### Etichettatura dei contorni

>>>

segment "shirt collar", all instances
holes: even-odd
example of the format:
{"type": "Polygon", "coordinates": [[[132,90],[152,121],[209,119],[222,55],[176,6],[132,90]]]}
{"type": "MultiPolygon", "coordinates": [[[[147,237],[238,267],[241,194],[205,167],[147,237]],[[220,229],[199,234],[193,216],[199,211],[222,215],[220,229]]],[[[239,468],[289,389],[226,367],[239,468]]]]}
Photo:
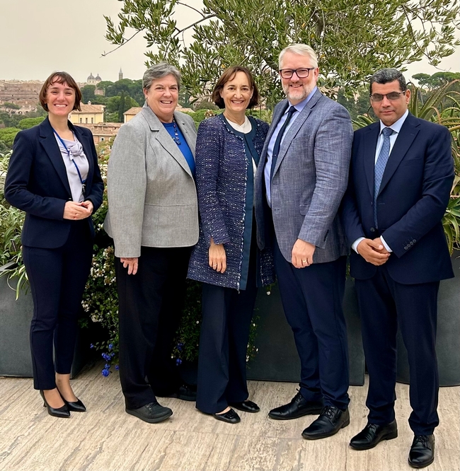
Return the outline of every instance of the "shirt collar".
{"type": "MultiPolygon", "coordinates": [[[[304,98],[299,103],[297,103],[297,105],[294,105],[294,106],[296,107],[296,110],[300,112],[306,106],[306,105],[311,100],[311,97],[315,94],[315,92],[318,90],[318,87],[315,86],[315,88],[309,93],[309,95],[306,97],[306,98],[304,98]]],[[[291,104],[291,102],[289,103],[289,106],[286,108],[286,111],[284,112],[287,113],[289,111],[289,109],[292,106],[291,104]]]]}
{"type": "Polygon", "coordinates": [[[396,133],[399,134],[399,132],[401,131],[401,127],[403,127],[403,124],[404,124],[404,122],[406,121],[406,118],[408,117],[409,114],[409,110],[406,110],[406,112],[396,121],[396,122],[393,122],[391,126],[385,126],[384,123],[381,121],[380,122],[380,134],[381,134],[381,132],[384,128],[385,127],[390,127],[393,131],[394,131],[396,133]]]}

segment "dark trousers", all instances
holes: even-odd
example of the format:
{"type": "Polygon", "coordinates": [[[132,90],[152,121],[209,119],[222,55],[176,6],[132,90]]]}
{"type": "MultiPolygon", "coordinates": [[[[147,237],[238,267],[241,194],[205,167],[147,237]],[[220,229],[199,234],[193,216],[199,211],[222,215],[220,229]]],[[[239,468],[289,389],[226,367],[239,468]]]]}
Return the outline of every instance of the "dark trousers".
{"type": "Polygon", "coordinates": [[[129,275],[119,258],[120,379],[128,409],[156,401],[181,384],[173,339],[185,294],[190,247],[141,248],[139,268],[129,275]]]}
{"type": "Polygon", "coordinates": [[[346,257],[298,269],[275,244],[281,301],[301,364],[300,392],[307,400],[346,409],[348,347],[342,303],[346,257]]]}
{"type": "Polygon", "coordinates": [[[399,325],[409,359],[413,409],[409,425],[416,435],[430,435],[439,424],[435,351],[439,281],[401,284],[382,265],[372,278],[356,279],[355,286],[369,372],[369,421],[385,424],[395,418],[399,325]]]}
{"type": "Polygon", "coordinates": [[[197,390],[202,412],[220,412],[230,402],[248,399],[246,351],[256,296],[252,248],[246,289],[203,284],[197,390]]]}
{"type": "Polygon", "coordinates": [[[81,298],[93,257],[88,221],[72,221],[62,247],[23,246],[23,257],[33,299],[30,325],[33,387],[54,389],[55,373],[69,374],[74,359],[81,298]]]}

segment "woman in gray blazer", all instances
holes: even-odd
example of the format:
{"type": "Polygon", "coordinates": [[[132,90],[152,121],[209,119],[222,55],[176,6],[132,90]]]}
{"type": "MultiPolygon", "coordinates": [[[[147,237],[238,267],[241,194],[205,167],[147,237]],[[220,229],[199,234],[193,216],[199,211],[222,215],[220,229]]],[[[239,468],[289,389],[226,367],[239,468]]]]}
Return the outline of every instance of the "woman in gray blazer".
{"type": "Polygon", "coordinates": [[[165,63],[144,74],[145,104],[121,127],[108,172],[119,298],[120,378],[126,412],[150,423],[173,412],[156,396],[195,400],[171,362],[192,246],[198,240],[196,131],[175,111],[180,74],[165,63]]]}

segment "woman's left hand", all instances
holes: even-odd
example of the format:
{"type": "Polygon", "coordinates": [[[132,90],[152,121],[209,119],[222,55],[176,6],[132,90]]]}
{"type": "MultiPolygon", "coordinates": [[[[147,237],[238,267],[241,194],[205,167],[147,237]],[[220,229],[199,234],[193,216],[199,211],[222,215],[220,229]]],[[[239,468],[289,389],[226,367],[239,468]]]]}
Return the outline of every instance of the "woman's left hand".
{"type": "Polygon", "coordinates": [[[86,208],[86,209],[89,210],[89,214],[88,215],[88,217],[89,217],[93,214],[93,210],[94,209],[93,203],[91,203],[91,202],[89,201],[89,199],[86,199],[86,201],[84,201],[81,203],[81,206],[84,207],[85,208],[86,208]]]}

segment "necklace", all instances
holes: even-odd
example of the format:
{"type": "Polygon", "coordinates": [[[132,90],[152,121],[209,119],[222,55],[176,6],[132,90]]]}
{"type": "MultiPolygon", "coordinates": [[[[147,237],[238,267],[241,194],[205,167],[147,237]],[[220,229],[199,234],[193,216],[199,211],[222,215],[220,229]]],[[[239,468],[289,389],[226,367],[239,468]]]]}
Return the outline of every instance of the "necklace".
{"type": "Polygon", "coordinates": [[[178,146],[180,146],[181,142],[180,142],[180,139],[179,139],[179,133],[178,132],[178,128],[176,126],[176,120],[174,119],[173,116],[173,128],[174,129],[173,141],[174,141],[174,142],[176,142],[176,144],[178,146]]]}

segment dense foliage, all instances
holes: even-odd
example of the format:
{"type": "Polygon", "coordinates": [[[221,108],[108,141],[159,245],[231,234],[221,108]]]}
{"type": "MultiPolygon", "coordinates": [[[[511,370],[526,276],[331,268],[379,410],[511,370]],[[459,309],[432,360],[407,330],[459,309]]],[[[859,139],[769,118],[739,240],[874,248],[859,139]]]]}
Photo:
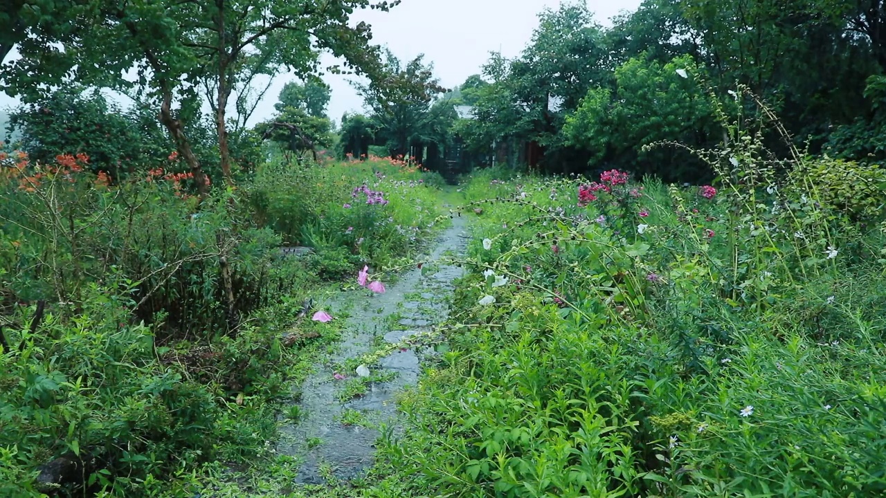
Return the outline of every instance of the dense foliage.
{"type": "Polygon", "coordinates": [[[734,147],[696,151],[716,187],[618,170],[471,178],[474,270],[440,329],[448,352],[404,400],[409,430],[386,447],[379,489],[886,490],[886,225],[882,211],[847,210],[883,198],[822,188],[821,171],[851,165],[760,160],[759,136],[727,129],[734,147]]]}
{"type": "Polygon", "coordinates": [[[291,329],[301,301],[415,252],[437,217],[423,174],[382,160],[268,164],[203,198],[160,167],[112,183],[84,155],[0,162],[4,496],[151,496],[267,457],[274,401],[338,333],[291,329]]]}
{"type": "MultiPolygon", "coordinates": [[[[881,160],[883,12],[879,1],[646,0],[604,29],[583,4],[566,3],[540,14],[518,57],[493,54],[465,82],[473,116],[453,133],[487,162],[702,183],[713,175],[703,161],[640,147],[716,145],[717,116],[700,96],[727,97],[741,84],[773,105],[794,145],[881,160]]],[[[768,138],[787,157],[789,148],[768,138]]]]}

<<<

### Obiettivo del compito
Estrai dai record qui sopra ogni riga che contiene la stringa "segment", tenendo conto della differenza tra maiuscole e minuscole.

### Soluzione del compito
segment "shirt collar", all instances
segment "dark trousers", all instances
segment "woman in gray blazer", all instances
segment "woman's left hand", all instances
segment "necklace", all instances
segment dense foliage, all instances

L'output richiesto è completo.